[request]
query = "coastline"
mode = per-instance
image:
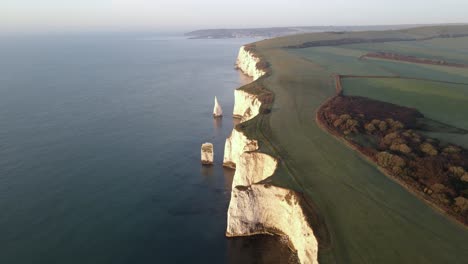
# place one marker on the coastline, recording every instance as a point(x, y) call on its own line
point(257, 207)
point(349, 192)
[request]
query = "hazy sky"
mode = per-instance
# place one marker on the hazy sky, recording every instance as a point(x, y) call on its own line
point(79, 15)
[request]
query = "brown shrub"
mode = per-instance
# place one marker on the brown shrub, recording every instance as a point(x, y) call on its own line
point(429, 149)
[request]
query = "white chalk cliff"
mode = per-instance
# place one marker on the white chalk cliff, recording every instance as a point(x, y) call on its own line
point(236, 144)
point(217, 110)
point(247, 105)
point(255, 207)
point(247, 63)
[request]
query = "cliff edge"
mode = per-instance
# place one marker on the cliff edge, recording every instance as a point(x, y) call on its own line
point(256, 207)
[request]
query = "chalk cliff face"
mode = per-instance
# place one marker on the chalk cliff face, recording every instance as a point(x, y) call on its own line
point(264, 209)
point(257, 208)
point(236, 144)
point(253, 167)
point(247, 63)
point(246, 106)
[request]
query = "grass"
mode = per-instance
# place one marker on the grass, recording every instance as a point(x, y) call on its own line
point(369, 218)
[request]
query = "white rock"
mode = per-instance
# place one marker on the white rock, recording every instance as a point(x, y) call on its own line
point(263, 209)
point(246, 106)
point(253, 167)
point(258, 208)
point(236, 144)
point(217, 110)
point(247, 63)
point(207, 153)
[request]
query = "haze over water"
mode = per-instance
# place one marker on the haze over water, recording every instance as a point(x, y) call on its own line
point(100, 151)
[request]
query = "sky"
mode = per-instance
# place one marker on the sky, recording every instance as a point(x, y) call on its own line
point(127, 15)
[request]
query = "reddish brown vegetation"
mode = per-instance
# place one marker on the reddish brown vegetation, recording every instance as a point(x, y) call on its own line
point(384, 133)
point(412, 59)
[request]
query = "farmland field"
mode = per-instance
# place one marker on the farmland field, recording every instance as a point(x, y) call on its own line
point(366, 217)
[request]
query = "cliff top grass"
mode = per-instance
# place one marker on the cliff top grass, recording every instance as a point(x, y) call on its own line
point(369, 217)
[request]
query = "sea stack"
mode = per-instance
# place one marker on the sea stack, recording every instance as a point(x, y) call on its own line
point(217, 111)
point(207, 154)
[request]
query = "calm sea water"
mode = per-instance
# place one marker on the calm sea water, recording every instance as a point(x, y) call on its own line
point(99, 151)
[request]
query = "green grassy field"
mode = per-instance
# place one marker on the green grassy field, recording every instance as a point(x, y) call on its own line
point(369, 217)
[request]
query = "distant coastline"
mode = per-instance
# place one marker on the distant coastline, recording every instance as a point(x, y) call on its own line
point(273, 32)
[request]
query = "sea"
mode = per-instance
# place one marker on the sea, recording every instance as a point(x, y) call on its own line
point(100, 138)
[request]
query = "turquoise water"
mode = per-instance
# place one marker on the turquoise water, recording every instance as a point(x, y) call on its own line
point(99, 151)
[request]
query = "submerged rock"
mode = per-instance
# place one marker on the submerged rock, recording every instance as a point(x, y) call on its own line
point(207, 154)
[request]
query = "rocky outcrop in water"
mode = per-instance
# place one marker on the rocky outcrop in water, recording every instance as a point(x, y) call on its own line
point(217, 110)
point(207, 154)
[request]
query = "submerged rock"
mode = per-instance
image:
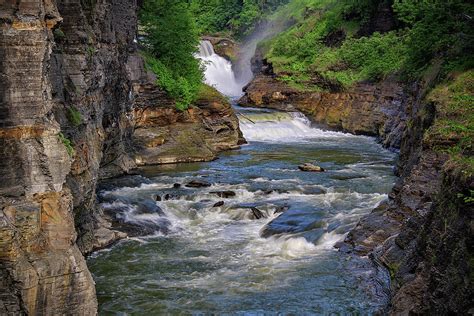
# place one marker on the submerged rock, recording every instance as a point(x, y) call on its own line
point(309, 167)
point(257, 214)
point(281, 209)
point(224, 194)
point(198, 184)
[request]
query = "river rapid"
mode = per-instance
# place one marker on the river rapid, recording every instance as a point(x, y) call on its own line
point(260, 239)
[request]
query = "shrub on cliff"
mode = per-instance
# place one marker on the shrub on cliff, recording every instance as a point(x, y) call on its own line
point(237, 16)
point(339, 40)
point(171, 40)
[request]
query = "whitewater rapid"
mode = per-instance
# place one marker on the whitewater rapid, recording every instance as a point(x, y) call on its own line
point(205, 250)
point(218, 71)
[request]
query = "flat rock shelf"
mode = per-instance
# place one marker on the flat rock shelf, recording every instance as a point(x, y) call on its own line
point(209, 253)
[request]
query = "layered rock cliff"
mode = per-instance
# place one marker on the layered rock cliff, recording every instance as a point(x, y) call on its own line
point(423, 234)
point(366, 109)
point(78, 106)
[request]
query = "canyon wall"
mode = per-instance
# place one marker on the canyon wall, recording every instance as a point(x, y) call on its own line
point(77, 106)
point(366, 109)
point(423, 234)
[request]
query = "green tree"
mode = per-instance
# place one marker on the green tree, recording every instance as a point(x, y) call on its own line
point(171, 41)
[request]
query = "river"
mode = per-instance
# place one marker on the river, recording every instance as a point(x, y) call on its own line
point(259, 240)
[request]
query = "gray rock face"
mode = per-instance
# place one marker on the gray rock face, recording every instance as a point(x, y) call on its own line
point(39, 258)
point(72, 93)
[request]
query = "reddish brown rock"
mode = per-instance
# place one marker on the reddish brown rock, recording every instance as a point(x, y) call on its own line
point(367, 109)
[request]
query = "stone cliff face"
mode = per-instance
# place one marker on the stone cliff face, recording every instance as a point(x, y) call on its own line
point(39, 259)
point(375, 110)
point(77, 106)
point(423, 234)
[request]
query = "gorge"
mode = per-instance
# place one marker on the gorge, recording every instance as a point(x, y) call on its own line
point(97, 161)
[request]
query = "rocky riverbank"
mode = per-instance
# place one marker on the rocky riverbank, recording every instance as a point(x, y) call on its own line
point(423, 233)
point(79, 107)
point(366, 109)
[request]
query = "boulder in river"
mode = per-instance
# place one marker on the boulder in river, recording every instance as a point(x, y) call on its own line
point(257, 214)
point(198, 184)
point(224, 194)
point(281, 209)
point(309, 167)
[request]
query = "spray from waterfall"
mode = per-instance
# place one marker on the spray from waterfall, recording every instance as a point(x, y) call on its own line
point(264, 30)
point(218, 71)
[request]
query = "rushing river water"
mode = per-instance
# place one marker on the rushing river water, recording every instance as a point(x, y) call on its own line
point(208, 255)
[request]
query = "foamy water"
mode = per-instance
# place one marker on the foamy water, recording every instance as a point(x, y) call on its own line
point(203, 259)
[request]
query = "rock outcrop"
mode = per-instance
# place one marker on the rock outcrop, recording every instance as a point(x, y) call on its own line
point(424, 233)
point(42, 270)
point(76, 107)
point(165, 135)
point(366, 109)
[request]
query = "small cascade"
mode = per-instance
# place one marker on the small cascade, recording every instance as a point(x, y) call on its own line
point(218, 71)
point(281, 127)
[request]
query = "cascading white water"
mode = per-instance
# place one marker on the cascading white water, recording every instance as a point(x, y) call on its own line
point(218, 71)
point(281, 127)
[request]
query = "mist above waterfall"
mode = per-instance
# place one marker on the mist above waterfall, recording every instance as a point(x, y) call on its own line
point(264, 30)
point(228, 78)
point(218, 71)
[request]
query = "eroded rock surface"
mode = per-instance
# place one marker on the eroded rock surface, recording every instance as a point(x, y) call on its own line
point(77, 106)
point(367, 109)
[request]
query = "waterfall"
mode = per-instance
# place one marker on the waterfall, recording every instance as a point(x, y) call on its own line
point(281, 127)
point(218, 71)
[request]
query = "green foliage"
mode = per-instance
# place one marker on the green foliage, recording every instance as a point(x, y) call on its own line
point(67, 143)
point(453, 130)
point(376, 56)
point(74, 116)
point(431, 29)
point(178, 87)
point(436, 28)
point(171, 41)
point(237, 16)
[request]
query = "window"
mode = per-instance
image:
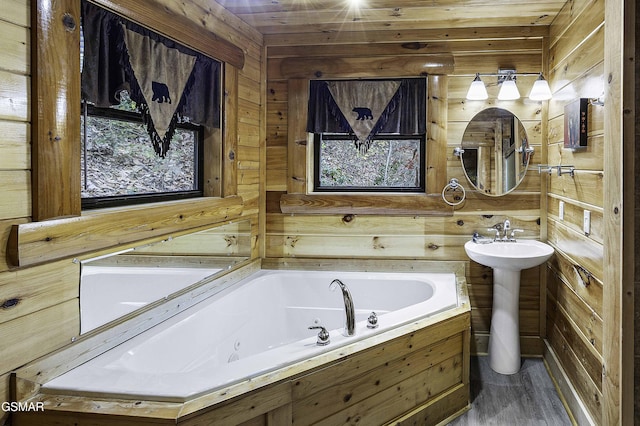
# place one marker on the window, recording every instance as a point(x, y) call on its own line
point(119, 165)
point(369, 135)
point(147, 103)
point(392, 163)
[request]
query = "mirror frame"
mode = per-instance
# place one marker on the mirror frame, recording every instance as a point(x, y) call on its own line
point(518, 165)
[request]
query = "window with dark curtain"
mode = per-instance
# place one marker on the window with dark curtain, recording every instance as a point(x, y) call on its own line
point(110, 66)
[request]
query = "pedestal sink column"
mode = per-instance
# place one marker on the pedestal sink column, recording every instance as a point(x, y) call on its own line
point(504, 340)
point(507, 260)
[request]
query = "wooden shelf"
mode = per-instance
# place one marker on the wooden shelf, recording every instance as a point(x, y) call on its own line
point(38, 242)
point(408, 205)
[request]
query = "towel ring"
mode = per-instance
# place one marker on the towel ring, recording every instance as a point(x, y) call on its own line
point(453, 186)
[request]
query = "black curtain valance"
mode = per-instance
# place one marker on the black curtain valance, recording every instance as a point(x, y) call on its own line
point(121, 55)
point(340, 106)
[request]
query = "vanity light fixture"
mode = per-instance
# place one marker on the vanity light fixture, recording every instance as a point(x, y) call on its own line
point(477, 90)
point(509, 91)
point(540, 90)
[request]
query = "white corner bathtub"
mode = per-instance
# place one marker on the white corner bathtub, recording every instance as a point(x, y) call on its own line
point(253, 327)
point(109, 292)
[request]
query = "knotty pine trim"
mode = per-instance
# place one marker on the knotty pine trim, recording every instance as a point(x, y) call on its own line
point(55, 93)
point(350, 67)
point(421, 205)
point(37, 242)
point(618, 219)
point(55, 99)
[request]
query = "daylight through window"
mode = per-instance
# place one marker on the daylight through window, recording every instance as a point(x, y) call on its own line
point(391, 163)
point(119, 165)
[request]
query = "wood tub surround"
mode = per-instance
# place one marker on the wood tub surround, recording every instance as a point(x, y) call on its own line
point(41, 226)
point(414, 374)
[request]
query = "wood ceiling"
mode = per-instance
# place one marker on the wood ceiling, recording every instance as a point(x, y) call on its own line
point(279, 17)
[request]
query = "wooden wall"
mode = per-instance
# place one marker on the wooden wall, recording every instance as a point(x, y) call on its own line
point(418, 236)
point(575, 277)
point(39, 305)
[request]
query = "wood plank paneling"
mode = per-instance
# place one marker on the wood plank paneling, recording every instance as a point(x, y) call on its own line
point(31, 336)
point(347, 233)
point(40, 242)
point(16, 194)
point(14, 44)
point(575, 326)
point(15, 140)
point(14, 101)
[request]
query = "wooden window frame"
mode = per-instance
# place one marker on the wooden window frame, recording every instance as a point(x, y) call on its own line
point(298, 199)
point(55, 119)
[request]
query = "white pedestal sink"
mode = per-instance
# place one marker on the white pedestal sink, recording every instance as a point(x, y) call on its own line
point(507, 260)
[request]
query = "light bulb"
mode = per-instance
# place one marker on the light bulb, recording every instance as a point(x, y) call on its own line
point(477, 90)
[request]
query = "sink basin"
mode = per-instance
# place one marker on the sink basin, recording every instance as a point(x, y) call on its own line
point(507, 260)
point(513, 256)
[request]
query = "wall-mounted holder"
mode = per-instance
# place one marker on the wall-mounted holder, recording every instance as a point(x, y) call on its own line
point(560, 169)
point(454, 187)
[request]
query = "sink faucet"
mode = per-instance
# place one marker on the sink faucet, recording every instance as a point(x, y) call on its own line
point(502, 231)
point(350, 324)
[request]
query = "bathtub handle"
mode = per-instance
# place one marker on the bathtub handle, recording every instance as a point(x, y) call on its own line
point(323, 335)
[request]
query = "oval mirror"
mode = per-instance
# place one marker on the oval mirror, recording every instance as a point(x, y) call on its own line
point(495, 151)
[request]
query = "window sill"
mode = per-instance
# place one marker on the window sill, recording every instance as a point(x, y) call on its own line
point(38, 242)
point(393, 204)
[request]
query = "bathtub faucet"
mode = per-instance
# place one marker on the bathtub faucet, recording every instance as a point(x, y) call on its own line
point(350, 324)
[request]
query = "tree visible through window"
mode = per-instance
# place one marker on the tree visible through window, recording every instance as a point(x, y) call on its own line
point(119, 163)
point(144, 120)
point(390, 163)
point(369, 135)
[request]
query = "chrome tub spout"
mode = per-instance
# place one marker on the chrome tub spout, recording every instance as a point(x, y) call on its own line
point(350, 324)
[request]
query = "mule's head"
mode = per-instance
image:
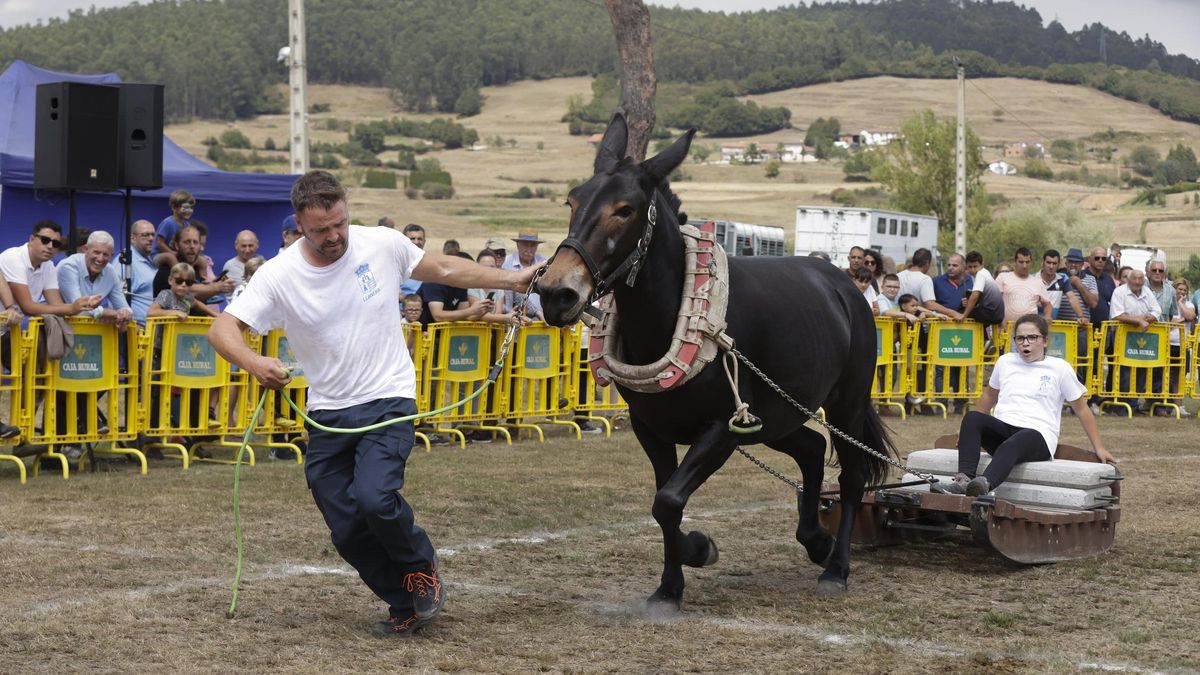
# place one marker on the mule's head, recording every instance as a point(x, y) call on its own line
point(609, 216)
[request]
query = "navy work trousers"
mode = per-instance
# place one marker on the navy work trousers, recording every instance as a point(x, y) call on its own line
point(355, 481)
point(1006, 443)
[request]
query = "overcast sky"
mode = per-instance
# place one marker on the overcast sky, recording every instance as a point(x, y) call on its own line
point(1175, 23)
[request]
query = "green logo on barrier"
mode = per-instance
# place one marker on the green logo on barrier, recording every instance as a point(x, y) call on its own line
point(955, 344)
point(195, 357)
point(537, 351)
point(85, 360)
point(1057, 346)
point(286, 356)
point(1141, 346)
point(463, 353)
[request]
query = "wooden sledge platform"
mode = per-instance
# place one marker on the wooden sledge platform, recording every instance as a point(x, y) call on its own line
point(1045, 512)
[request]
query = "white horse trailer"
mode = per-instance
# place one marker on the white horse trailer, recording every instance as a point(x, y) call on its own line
point(745, 239)
point(835, 230)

- _Exercise_:
Collect every line of the data that contains the string "layered".

- _Complete output_:
query = "layered rock cliff"
# place one marker on the layered rock cliff, recording every instance as a point(x, y) call on its own line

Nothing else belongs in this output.